> **BRIEF**:
Answer these questions about the forum thread on the Rifle:
1. How much rain does PantherMartin say is forecast for Tuesday?
2. What did PantherMartin see while fishing Peters rd?
3. At which road downstream did feedinggrounds find the water awful?

** Start READING PASSAGE **

# Spotters on the Rifle?



## jmarsh (Feb 10, 2010)

Can anyone give me some info on a good spotter for the Rifle, northern Rifle..Sage Lake rd south?


----------



## feedinggrounds (Jul 21, 2009)

Sent you a pm


----------



## lostontheice (Feb 18, 2011)

spotter??


----------



## PantherMartin (Feb 4, 2011)

Looking better but they are calling for a inch of rain Tuesday so there you go screwed again for a few days.Cant wait to hit the creeks next weekend I know I can get some steelies out of there!!!:evilsmile


----------



## jmarsh (Feb 10, 2010)

I was so excited for spring too come, but i caught more fish in the winter on that river, at least the water was stable.


----------



## PantherMartin (Feb 4, 2011)

Fished Peters rd last night saw lots of dirty beds with no fish that is what I was afraid of they did there thing in the high water.Rivers is blowed out today we just cant get a break:sad:


----------



## jmarsh (Feb 10, 2010)

Yeah, this is a bunch of #[email protected], My back yard looks like a freakin lake...wonder if theres trout in it???:idea:


----------



## feedinggrounds (Jul 21, 2009)

I crossed M-55 today and it did not look as bad as I expected, but I checked down stream at Greenwood rd and it was awful, lots of water must be coming from the West Branch and the tribs in that section. Also the creeks around West Branch the city, were very high.


----------



## fishfearme59 (Sep 19, 2001)

Man hoping it subsides north of sage lake rd for the opener this weekend. From the sounds of it not looking good though.

** End READING PASSAGE **
** Start SUPPLIED RECORDS **

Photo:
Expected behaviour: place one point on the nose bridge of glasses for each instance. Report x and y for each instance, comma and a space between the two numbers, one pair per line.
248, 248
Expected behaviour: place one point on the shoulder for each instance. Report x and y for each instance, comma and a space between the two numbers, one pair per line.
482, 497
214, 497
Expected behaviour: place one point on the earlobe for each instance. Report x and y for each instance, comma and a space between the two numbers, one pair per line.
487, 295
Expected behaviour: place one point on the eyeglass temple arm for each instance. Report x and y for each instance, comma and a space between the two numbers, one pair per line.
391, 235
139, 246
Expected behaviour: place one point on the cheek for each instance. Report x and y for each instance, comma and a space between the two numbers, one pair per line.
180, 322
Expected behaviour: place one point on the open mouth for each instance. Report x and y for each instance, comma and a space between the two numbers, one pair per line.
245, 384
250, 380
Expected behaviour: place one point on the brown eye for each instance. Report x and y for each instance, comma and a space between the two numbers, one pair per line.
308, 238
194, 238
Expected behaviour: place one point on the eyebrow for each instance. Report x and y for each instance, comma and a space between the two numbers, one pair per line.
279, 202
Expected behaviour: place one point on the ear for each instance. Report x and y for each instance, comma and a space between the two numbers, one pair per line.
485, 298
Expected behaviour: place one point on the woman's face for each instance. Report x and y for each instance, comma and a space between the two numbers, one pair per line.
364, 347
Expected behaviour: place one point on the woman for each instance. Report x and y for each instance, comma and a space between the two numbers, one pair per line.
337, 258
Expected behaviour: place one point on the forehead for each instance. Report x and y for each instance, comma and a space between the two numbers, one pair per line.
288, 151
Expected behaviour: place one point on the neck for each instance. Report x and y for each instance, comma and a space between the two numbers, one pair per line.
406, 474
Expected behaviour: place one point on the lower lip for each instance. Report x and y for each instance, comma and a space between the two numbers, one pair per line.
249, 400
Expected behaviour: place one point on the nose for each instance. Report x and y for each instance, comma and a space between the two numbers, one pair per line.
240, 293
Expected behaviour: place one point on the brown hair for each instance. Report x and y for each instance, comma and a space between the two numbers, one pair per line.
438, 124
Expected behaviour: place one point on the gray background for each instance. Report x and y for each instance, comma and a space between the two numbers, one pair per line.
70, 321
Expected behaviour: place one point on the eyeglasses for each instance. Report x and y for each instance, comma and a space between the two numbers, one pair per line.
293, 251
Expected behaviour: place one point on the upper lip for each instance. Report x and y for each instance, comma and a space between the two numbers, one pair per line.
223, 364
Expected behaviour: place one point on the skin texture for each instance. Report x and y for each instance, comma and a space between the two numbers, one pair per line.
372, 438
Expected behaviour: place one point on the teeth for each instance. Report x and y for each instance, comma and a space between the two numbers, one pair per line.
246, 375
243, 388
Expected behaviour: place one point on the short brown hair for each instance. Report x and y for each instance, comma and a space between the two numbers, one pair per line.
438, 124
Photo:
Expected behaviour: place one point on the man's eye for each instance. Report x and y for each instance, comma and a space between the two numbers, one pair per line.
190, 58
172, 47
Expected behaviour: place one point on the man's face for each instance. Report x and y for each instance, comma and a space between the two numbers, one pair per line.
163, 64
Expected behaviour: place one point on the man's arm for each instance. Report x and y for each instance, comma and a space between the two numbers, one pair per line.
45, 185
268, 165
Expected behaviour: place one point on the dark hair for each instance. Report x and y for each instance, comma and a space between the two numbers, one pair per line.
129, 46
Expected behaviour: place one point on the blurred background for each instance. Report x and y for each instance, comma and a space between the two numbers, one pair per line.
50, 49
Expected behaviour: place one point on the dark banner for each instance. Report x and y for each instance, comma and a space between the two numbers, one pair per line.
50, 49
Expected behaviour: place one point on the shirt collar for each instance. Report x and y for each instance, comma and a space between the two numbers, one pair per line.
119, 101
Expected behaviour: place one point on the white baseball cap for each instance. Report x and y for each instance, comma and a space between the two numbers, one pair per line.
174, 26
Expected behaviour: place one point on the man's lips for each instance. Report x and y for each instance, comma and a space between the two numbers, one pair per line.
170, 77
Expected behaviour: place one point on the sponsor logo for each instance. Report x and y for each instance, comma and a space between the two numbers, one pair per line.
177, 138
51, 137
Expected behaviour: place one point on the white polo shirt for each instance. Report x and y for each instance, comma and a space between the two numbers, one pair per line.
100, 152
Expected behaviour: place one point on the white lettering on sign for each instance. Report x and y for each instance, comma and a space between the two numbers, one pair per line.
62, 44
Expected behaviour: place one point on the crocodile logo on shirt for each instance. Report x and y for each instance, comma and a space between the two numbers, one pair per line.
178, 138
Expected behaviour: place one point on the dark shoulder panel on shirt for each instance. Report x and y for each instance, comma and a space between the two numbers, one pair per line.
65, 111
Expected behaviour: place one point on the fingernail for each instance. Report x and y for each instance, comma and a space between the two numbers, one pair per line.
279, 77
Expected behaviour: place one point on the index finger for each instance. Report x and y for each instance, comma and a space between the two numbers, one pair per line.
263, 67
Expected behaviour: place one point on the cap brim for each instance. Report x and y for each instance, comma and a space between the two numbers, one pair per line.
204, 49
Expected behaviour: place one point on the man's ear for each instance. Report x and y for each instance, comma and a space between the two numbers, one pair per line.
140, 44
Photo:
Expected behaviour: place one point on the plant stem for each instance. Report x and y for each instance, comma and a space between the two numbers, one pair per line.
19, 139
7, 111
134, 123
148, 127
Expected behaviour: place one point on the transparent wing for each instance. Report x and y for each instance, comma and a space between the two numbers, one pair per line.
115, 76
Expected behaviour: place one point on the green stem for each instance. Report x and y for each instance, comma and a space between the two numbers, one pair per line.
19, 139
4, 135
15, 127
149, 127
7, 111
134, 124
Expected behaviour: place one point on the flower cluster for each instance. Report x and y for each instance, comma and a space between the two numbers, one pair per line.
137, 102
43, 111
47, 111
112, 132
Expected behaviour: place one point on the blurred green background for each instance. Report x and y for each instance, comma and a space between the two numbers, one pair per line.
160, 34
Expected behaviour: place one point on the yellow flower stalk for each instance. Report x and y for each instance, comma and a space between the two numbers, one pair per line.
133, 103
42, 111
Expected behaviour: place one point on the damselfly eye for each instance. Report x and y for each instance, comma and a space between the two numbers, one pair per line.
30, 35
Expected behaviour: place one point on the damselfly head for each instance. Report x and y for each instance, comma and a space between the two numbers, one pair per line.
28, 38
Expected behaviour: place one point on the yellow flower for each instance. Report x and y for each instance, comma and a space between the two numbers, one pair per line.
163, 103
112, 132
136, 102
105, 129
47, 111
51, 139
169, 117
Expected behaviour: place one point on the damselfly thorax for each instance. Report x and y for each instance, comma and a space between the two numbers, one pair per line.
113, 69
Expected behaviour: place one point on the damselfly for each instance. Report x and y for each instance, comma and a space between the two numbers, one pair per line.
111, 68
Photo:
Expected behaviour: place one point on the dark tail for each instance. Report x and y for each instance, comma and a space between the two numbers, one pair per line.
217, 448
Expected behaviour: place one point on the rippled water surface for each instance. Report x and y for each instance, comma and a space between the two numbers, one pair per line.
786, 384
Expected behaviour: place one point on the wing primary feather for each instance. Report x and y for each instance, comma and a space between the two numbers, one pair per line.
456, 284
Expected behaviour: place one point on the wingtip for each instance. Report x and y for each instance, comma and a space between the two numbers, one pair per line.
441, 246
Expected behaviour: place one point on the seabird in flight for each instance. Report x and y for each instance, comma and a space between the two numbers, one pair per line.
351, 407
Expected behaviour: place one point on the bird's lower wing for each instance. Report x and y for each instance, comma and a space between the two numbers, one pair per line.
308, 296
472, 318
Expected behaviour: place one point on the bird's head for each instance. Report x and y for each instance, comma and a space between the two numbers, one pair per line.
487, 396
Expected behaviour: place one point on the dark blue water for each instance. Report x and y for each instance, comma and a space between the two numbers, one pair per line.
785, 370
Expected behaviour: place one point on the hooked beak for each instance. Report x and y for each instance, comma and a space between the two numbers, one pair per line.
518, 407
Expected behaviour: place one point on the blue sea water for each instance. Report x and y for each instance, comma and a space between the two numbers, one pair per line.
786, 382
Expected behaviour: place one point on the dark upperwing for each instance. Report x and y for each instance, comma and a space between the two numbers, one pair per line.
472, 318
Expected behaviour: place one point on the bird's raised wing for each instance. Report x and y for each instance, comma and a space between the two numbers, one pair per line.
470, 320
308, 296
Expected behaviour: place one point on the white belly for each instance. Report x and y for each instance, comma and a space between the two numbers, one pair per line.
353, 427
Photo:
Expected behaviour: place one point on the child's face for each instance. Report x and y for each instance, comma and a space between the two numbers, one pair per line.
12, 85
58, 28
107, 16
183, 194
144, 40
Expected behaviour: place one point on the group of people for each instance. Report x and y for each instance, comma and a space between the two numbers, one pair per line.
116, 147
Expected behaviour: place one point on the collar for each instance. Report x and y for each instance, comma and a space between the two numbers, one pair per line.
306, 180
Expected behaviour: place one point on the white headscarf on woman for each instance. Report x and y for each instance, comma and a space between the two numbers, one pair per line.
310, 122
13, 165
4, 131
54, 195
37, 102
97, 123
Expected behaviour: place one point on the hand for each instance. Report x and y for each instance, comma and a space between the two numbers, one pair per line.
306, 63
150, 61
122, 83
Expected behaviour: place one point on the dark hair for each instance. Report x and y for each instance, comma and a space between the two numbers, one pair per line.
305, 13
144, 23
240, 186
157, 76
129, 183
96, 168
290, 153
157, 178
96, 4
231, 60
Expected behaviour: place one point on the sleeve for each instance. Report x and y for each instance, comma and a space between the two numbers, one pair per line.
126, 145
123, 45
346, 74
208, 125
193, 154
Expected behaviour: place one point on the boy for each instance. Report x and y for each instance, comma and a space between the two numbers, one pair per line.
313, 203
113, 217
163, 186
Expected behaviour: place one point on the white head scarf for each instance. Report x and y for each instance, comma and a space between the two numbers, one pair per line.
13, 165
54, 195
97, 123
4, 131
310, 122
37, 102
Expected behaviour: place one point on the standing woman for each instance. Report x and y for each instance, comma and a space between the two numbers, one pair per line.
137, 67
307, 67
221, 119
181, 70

** End SUPPLIED RECORDS **

> **TASK ANSWER**:
1. An inch of rain.
2. Lots of dirty beds with no fish.
3. Greenwood rd.